* Start *
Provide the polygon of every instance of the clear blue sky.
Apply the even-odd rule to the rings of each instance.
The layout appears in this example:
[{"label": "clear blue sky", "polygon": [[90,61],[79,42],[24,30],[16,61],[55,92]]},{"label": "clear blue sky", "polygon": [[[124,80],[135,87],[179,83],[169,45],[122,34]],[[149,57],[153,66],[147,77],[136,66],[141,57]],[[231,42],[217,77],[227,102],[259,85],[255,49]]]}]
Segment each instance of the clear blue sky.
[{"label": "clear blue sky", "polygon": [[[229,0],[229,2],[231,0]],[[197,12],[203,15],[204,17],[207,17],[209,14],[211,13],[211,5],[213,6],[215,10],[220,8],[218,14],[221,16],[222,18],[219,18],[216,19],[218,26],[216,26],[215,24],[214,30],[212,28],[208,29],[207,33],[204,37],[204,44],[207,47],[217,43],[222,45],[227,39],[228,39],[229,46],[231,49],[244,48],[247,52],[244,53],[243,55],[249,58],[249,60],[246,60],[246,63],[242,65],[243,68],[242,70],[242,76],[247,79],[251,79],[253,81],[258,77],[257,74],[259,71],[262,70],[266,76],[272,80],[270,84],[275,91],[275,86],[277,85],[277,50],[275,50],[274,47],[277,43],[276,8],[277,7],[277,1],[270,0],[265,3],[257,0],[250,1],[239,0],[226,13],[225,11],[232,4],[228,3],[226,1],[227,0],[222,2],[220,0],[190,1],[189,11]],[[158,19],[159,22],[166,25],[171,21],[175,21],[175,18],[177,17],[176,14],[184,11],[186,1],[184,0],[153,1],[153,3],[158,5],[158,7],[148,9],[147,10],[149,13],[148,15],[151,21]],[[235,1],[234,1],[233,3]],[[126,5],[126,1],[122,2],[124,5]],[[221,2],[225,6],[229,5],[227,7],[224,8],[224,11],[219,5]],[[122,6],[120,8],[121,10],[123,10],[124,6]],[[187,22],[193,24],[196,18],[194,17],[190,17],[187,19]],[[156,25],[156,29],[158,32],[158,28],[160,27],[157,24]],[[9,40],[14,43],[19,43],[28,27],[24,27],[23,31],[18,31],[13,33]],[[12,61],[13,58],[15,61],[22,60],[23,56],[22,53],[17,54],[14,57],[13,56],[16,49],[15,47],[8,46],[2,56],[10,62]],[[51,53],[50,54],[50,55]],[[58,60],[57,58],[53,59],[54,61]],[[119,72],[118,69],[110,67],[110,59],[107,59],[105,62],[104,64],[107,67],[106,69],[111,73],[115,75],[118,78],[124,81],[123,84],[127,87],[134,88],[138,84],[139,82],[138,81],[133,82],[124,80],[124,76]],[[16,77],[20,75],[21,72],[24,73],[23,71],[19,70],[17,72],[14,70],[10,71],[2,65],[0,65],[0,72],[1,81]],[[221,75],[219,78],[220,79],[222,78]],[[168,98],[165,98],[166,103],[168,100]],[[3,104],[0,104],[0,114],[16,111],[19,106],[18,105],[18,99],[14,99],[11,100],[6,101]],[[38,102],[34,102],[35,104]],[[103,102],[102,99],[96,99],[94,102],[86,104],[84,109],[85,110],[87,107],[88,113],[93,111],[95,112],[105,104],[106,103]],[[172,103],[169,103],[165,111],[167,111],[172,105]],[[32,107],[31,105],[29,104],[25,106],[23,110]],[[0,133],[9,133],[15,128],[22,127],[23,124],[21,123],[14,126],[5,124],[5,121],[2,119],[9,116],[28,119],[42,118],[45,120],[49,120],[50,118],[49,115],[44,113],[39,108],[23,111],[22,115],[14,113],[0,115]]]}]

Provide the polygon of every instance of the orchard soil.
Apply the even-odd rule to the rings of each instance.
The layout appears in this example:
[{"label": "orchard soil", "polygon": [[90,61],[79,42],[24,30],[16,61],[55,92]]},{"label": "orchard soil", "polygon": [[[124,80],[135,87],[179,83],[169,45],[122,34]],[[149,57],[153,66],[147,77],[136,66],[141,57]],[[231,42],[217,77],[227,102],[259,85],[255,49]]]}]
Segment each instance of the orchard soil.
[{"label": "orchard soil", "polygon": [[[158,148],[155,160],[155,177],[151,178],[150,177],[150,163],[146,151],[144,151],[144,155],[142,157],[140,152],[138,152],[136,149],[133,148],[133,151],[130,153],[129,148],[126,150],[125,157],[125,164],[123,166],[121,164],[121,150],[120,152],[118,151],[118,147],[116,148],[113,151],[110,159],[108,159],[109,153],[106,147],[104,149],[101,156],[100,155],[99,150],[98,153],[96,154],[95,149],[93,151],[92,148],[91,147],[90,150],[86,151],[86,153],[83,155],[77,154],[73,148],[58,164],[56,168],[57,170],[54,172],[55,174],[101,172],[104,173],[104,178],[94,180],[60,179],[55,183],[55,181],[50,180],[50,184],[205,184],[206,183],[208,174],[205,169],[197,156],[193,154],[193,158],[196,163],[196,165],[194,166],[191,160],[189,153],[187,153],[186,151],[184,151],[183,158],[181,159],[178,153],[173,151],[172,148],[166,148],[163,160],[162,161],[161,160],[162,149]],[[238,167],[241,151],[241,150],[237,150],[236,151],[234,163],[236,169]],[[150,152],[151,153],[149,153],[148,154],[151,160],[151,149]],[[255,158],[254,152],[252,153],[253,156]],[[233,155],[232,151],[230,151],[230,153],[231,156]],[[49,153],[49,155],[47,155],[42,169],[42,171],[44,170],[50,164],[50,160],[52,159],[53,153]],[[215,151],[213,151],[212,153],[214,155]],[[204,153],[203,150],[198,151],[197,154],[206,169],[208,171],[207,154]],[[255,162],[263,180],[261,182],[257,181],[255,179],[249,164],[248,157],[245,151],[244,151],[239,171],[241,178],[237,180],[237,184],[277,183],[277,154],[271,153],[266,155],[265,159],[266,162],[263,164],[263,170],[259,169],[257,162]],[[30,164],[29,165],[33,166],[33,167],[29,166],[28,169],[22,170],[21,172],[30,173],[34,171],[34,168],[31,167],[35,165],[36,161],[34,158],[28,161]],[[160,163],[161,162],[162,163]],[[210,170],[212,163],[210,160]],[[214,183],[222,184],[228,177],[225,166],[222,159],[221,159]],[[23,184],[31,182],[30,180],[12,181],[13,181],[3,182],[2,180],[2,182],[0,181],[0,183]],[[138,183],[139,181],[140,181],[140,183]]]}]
* End *
(Goal of the exercise):
Print all of the lines above again, word for word, in the same order.

(Exercise response):
Provide the polygon of every instance of the clear blue sky.
Apply the even-odd rule to the rings of each instance.
The layout appears in this example:
[{"label": "clear blue sky", "polygon": [[90,61],[79,42],[24,30],[16,61],[55,92]]},{"label": "clear blue sky", "polygon": [[[124,80],[135,87],[179,83],[169,45],[122,34]],[[149,57],[153,66],[147,77],[136,66],[141,57]],[[231,42],[217,77],[227,102],[259,85],[255,49]]]}]
Segment each instance of the clear blue sky.
[{"label": "clear blue sky", "polygon": [[[229,0],[229,2],[231,0]],[[197,12],[203,15],[204,17],[207,17],[209,14],[211,13],[211,5],[213,6],[215,10],[220,8],[218,14],[221,16],[222,18],[219,18],[216,19],[218,26],[216,26],[215,24],[214,30],[212,28],[208,29],[207,33],[204,37],[204,44],[207,47],[217,43],[222,45],[227,39],[228,39],[229,46],[231,49],[244,48],[247,52],[244,53],[243,55],[249,58],[249,60],[246,60],[246,63],[242,65],[243,68],[242,70],[242,76],[247,79],[251,79],[253,81],[258,77],[257,74],[259,71],[262,70],[266,76],[272,80],[270,84],[275,91],[275,86],[277,85],[277,50],[275,50],[274,47],[277,43],[276,8],[277,7],[277,1],[270,0],[265,3],[257,0],[250,1],[239,0],[226,13],[225,11],[232,4],[228,3],[226,1],[227,0],[222,2],[220,0],[190,1],[189,11]],[[158,19],[159,22],[166,25],[171,21],[175,21],[175,18],[177,17],[176,14],[184,11],[186,1],[184,0],[153,1],[153,3],[158,5],[158,7],[148,9],[147,10],[149,13],[148,15],[151,21]],[[235,1],[234,1],[233,3]],[[126,5],[126,1],[122,2],[124,5]],[[221,2],[225,6],[229,5],[227,7],[224,8],[224,11],[219,5]],[[122,6],[120,8],[121,10],[123,10],[124,6]],[[187,22],[193,24],[196,18],[194,17],[190,17],[187,19]],[[156,25],[156,29],[158,32],[158,28],[160,27],[157,24]],[[9,40],[14,43],[19,43],[28,27],[24,27],[23,31],[18,31],[13,33]],[[12,61],[13,58],[15,61],[22,60],[23,56],[22,53],[17,54],[14,57],[13,56],[16,49],[15,47],[8,46],[2,56],[10,62]],[[51,53],[50,54],[50,55]],[[58,60],[57,58],[53,59],[54,61]],[[119,72],[118,69],[110,67],[110,59],[107,59],[105,62],[104,64],[107,67],[106,69],[111,73],[115,75],[118,78],[124,81],[123,84],[127,87],[134,88],[138,84],[139,82],[138,81],[133,82],[124,80],[124,76]],[[16,77],[20,75],[21,72],[24,73],[23,71],[19,70],[17,72],[14,70],[10,71],[2,65],[0,65],[0,72],[1,81]],[[221,75],[219,78],[220,79],[222,78]],[[168,98],[165,98],[166,103],[168,100]],[[3,104],[0,104],[0,114],[16,111],[19,106],[18,105],[18,99],[14,99],[11,100],[6,101]],[[38,102],[34,102],[35,104]],[[103,102],[102,99],[96,99],[94,102],[86,104],[84,109],[85,110],[87,107],[88,113],[93,111],[95,112],[105,104],[106,103]],[[172,103],[169,103],[165,111],[167,111],[172,105]],[[32,107],[31,105],[29,104],[25,106],[23,110]],[[0,133],[9,133],[15,128],[22,127],[23,124],[21,123],[14,126],[5,124],[5,121],[2,119],[9,116],[28,119],[42,118],[45,120],[49,120],[50,118],[49,115],[44,113],[39,108],[23,111],[22,115],[14,113],[0,115]]]}]

Provide the polygon of every instance of the orchard soil.
Apply the even-odd rule to the rings of each instance.
The layout appears in this example:
[{"label": "orchard soil", "polygon": [[90,61],[79,42],[24,30],[16,61],[55,92]]},{"label": "orchard soil", "polygon": [[[124,80],[135,87],[179,83],[169,45],[122,34]],[[149,57],[153,66],[147,77],[136,66],[141,57]],[[231,42],[217,77],[227,102],[259,85],[255,49]]]}]
Segment each instance of the orchard soil.
[{"label": "orchard soil", "polygon": [[[158,148],[155,160],[155,177],[151,178],[150,177],[150,163],[146,151],[144,151],[144,155],[142,157],[140,152],[138,152],[136,149],[133,148],[133,151],[130,153],[129,148],[126,150],[125,157],[125,164],[123,166],[121,164],[121,150],[120,152],[118,151],[118,147],[116,148],[113,151],[110,159],[108,159],[109,153],[106,147],[104,149],[101,156],[100,155],[99,150],[98,153],[96,154],[95,149],[93,151],[92,148],[91,147],[90,150],[86,151],[86,153],[83,155],[77,154],[73,148],[58,164],[56,168],[57,170],[54,172],[55,174],[101,172],[104,173],[104,178],[94,180],[60,179],[55,183],[55,181],[50,180],[50,184],[205,184],[206,183],[208,174],[205,169],[197,156],[193,154],[193,158],[196,163],[196,165],[194,166],[191,160],[189,153],[187,153],[186,151],[184,151],[183,158],[181,159],[178,153],[173,151],[172,148],[166,148],[163,160],[162,161],[161,160],[162,149]],[[238,167],[241,151],[241,150],[237,150],[236,151],[234,163],[236,169]],[[150,152],[151,153],[149,153],[148,154],[151,160],[151,149]],[[255,158],[254,152],[252,153],[253,156]],[[233,155],[232,151],[230,151],[230,153],[231,156]],[[49,153],[49,155],[47,155],[42,169],[42,171],[44,170],[50,164],[50,160],[52,159],[53,153]],[[215,151],[213,151],[212,153],[214,155]],[[204,153],[203,150],[198,151],[197,154],[206,169],[208,171],[207,154]],[[255,162],[263,180],[261,182],[257,181],[255,179],[249,164],[248,157],[245,151],[244,151],[239,171],[241,178],[237,180],[237,184],[277,183],[277,154],[271,153],[266,155],[265,159],[266,162],[263,164],[263,170],[259,169],[257,162]],[[30,164],[29,165],[33,166],[33,167],[29,166],[28,169],[22,170],[21,172],[30,173],[34,171],[34,168],[31,167],[35,165],[36,161],[34,158],[28,161]],[[160,163],[161,162],[162,163]],[[210,170],[212,163],[210,160]],[[214,183],[222,184],[228,177],[225,166],[222,159],[221,159]],[[23,184],[31,182],[30,180],[12,181],[13,181],[3,182],[2,180],[2,182],[0,181],[0,183]],[[138,183],[139,181],[140,181],[140,183]]]}]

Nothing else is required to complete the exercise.